#50 – Kimura Juri

kimura_j
Name: Kimura Juri (木村 珠莉)
DoB: 7 June 19xx
Hometown: Fukuoka
Agency: Haikyo

You may or may not be familiar with the name Kimura Juri, but I would hope you are at least acquainted with her voice and character in SHIROBAKO as she plays our lovely, dependable Production Assistant Miyamori Aoi.

It has taken Juri quite some time to make this breakthrough; she entered the Tokyo branch of Haikyo’s Voice Actors Studio in 2010 before gaining admission as a full member of the agency the following year. Miyamori is her first major role, and she’ll be following it up with another lead in the spring anime Mikagura Gakuen Kumikyoku.

This is a translation of an Animate interview with Kimura from December last year about SHIROBAKO. It will probably only make sense if you’re watching the show!

I’m attracted to donuts lately

Q: Let’s start with some intros – please tell us about yourself and about your character.

A: My name is Kimura Juri and I am in charge of a character named Miyamori Aoi. Miyamori-san is a very hardworking girl who has a wide range of facial expressions; “always doing her best“ is the perfect phrase to describe her. Also, she loves donuts (lol). She works as a production assistant because of her love for anime but it’s not just that, she also loves working with people and loves the actual production work; that purity about her makes her a character that you can respect.

● Set exercise 1:
Reproduce the records from the line containing "The scan below contains the concrete pavement" through the line containing "[368,210,418,355]", inclusive, requests included. Multiply every coordinate in the answers by 0.9 and round to whole numbers, with halves rounded up.
The records that follow are unrelated to the Kimura Juri profile.

● Listing:
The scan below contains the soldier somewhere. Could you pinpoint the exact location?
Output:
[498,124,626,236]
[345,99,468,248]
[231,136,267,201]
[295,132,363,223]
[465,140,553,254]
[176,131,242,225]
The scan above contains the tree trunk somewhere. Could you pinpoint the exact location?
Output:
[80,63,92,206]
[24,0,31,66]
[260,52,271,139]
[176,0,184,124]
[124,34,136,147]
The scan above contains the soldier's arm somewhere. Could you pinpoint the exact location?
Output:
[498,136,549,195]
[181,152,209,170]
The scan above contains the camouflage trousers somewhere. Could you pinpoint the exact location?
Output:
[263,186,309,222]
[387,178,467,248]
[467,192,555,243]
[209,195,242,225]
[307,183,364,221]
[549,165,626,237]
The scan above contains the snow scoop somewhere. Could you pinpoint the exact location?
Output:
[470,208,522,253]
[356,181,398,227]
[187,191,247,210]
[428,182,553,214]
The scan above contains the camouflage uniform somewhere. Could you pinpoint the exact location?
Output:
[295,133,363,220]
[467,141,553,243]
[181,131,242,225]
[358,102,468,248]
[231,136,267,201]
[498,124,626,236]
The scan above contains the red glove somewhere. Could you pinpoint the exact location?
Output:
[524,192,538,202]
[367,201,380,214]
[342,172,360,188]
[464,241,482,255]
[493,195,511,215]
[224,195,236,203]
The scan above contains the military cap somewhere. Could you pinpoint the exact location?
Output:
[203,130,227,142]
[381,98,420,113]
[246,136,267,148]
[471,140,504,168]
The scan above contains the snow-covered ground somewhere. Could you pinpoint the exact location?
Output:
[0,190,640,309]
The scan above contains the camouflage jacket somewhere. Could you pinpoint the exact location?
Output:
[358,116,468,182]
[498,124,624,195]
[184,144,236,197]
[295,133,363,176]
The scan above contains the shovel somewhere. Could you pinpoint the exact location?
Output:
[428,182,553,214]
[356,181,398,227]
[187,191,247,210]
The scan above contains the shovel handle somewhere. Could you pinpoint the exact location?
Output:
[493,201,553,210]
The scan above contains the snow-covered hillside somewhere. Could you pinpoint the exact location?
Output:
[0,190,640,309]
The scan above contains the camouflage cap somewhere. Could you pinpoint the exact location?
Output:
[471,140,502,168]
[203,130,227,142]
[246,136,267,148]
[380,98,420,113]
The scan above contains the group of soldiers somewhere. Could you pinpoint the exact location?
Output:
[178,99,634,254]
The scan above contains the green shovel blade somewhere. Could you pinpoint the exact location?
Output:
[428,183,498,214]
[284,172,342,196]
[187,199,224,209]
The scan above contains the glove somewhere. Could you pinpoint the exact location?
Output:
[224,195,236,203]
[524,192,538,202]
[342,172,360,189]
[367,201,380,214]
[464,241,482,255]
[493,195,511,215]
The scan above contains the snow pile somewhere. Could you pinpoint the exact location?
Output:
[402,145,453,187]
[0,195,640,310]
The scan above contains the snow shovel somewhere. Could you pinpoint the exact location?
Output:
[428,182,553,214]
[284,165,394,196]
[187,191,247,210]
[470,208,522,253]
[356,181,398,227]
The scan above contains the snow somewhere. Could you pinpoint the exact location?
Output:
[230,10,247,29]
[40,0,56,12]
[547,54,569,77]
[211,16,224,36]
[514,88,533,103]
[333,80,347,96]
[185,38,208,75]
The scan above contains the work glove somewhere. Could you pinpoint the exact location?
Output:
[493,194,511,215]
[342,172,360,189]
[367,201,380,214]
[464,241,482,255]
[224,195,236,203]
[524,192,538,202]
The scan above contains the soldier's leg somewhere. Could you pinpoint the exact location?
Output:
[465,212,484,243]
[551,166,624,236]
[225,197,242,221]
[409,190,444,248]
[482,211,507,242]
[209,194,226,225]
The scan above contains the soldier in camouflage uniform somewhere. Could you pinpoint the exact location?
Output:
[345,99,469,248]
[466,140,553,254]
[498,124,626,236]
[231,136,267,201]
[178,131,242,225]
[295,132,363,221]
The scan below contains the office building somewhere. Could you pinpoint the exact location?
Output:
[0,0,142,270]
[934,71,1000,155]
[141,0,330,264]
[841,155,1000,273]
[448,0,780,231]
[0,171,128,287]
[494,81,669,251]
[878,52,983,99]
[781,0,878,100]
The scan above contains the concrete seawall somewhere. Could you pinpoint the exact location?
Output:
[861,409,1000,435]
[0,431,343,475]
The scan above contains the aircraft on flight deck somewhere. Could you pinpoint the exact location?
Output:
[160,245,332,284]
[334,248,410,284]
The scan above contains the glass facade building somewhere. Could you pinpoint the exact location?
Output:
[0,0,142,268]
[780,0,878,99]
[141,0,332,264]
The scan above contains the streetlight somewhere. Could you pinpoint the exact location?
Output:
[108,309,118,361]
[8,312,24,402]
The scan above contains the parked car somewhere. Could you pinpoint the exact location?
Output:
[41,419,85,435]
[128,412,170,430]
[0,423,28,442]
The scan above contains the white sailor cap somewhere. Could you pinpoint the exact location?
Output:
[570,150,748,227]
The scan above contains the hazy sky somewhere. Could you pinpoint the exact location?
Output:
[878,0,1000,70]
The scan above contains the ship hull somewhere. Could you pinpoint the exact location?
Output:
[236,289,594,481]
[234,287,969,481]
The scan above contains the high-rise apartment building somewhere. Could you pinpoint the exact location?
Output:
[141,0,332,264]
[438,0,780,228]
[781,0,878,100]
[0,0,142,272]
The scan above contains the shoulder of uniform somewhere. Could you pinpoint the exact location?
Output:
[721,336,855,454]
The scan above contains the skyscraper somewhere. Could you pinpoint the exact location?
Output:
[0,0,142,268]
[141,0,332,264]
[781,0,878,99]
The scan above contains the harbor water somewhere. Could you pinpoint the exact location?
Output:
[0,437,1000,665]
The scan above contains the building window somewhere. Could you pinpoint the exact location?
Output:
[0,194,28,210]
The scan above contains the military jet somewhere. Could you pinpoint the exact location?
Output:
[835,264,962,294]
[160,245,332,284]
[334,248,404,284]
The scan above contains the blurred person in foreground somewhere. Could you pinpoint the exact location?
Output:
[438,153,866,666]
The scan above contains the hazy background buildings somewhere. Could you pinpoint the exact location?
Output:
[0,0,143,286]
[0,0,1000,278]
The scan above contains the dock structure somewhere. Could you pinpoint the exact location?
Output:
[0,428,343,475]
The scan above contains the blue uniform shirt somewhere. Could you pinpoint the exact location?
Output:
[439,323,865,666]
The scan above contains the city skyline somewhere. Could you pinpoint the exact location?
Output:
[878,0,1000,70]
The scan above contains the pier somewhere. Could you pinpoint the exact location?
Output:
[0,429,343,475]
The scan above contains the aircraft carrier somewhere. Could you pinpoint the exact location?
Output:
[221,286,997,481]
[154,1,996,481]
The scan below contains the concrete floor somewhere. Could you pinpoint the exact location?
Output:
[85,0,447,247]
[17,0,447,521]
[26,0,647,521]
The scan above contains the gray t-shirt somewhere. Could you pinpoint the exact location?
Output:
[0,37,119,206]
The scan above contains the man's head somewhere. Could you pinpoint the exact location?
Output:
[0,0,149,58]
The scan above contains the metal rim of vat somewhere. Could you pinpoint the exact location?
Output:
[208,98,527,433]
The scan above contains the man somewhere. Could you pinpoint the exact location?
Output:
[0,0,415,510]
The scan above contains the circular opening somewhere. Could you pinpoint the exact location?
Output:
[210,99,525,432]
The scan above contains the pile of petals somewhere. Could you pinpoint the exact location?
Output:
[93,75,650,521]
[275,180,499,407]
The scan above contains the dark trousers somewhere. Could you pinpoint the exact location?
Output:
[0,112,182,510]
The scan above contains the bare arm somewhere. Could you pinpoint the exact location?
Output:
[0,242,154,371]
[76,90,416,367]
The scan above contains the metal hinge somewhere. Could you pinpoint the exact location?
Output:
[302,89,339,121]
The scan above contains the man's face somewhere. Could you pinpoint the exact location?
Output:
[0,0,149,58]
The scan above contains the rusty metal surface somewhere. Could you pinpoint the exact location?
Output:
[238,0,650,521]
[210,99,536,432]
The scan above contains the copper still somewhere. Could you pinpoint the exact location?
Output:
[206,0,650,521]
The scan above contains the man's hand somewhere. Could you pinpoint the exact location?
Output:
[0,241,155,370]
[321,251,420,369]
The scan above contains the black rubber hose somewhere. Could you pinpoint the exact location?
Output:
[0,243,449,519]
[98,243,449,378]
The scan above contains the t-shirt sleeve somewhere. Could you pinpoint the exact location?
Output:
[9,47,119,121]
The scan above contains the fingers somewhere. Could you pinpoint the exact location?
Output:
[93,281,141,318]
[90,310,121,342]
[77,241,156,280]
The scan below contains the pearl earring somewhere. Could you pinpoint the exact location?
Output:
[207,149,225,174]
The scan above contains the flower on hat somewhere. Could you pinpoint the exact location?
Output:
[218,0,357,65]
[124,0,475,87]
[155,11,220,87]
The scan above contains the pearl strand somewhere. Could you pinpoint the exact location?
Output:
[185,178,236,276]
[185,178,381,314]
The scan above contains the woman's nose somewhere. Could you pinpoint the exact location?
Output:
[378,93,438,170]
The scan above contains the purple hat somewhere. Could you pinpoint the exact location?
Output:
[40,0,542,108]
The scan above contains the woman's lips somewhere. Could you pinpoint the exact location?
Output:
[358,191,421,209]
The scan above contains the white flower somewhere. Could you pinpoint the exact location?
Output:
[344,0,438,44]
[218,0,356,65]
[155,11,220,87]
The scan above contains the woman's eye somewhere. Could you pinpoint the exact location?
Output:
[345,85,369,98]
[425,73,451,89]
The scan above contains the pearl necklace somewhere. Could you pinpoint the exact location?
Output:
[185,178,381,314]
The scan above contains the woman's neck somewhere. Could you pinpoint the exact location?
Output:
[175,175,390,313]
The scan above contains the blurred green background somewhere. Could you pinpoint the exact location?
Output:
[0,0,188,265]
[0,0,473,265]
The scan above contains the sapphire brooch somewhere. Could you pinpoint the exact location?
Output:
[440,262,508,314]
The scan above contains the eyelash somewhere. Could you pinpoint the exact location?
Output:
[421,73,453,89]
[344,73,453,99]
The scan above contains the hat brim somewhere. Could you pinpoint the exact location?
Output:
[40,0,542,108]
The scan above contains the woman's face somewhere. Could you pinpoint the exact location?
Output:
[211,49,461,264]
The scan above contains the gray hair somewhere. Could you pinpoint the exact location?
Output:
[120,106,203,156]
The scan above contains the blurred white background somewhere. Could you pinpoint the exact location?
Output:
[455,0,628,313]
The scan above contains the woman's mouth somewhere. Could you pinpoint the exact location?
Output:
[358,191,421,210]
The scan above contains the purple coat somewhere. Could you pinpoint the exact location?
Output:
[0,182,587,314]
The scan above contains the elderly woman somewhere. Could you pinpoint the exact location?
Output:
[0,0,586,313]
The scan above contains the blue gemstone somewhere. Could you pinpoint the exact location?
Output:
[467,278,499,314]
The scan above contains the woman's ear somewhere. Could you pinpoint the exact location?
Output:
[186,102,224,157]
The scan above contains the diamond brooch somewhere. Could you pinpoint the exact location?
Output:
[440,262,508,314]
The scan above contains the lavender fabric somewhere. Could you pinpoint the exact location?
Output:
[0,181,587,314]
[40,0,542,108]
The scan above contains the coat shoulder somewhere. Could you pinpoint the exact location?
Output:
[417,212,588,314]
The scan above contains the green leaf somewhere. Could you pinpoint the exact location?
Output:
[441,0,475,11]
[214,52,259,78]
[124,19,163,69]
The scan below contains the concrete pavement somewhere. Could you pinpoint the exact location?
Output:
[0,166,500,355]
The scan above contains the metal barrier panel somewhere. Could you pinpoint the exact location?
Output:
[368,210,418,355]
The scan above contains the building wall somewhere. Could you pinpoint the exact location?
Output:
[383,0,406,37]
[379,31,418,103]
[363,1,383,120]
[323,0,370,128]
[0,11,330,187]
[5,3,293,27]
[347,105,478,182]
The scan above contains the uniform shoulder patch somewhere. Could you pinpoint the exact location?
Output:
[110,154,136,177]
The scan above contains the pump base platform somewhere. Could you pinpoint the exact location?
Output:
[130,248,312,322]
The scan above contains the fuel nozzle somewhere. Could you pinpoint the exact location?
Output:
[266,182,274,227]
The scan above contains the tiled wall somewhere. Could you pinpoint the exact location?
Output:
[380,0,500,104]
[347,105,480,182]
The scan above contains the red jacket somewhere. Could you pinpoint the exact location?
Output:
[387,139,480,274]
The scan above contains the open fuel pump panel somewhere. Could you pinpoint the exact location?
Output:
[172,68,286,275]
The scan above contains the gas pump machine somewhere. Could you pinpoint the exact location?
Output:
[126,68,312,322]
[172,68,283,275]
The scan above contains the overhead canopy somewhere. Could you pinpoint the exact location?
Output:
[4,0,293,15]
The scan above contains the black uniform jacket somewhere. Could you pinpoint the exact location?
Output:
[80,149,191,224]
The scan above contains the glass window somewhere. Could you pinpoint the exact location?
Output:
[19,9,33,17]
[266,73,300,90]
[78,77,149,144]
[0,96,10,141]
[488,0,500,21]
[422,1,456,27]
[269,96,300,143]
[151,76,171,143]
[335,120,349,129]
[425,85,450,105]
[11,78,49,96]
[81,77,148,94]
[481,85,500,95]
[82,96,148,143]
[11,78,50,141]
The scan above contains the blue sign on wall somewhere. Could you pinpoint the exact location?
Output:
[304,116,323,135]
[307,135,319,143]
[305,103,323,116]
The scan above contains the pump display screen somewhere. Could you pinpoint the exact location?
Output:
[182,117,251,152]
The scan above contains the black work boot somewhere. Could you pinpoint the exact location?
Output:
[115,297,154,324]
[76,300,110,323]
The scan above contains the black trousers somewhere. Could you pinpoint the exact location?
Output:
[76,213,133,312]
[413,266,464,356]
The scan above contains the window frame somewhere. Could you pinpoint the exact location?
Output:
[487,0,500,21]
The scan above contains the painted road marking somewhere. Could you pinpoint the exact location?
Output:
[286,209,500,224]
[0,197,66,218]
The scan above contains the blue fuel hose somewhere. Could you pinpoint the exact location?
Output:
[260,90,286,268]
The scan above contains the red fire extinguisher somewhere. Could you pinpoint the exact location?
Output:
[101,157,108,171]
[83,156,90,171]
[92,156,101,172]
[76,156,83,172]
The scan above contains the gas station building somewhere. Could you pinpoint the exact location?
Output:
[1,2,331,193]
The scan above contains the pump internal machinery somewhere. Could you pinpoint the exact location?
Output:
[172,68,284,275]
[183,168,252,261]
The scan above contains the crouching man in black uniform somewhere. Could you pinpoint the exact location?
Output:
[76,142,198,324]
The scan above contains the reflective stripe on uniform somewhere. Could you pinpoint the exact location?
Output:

● Set exercise 2:
Condense the paragraph of the Kimura Juri profile that begins "It has taken Juri quite some time" into a shorter version that keeps its main facts.

● Right answer 1:
The scan below contains the concrete pavement somewhere. Could you pinpoint the exact location?
Output:
[0,149,450,320]
The scan above contains the metal barrier panel somewhere. Could you pinpoint the exact location?
Output:
[331,189,376,320]

● Right answer 2:
Juri entered the Tokyo branch of Haikyo's Voice Actors Studio in 2010 and became a full agency member the following year. Miyamori is her first major role, and she will next play a lead in the spring anime Mikagura Gakuen Kumikyoku.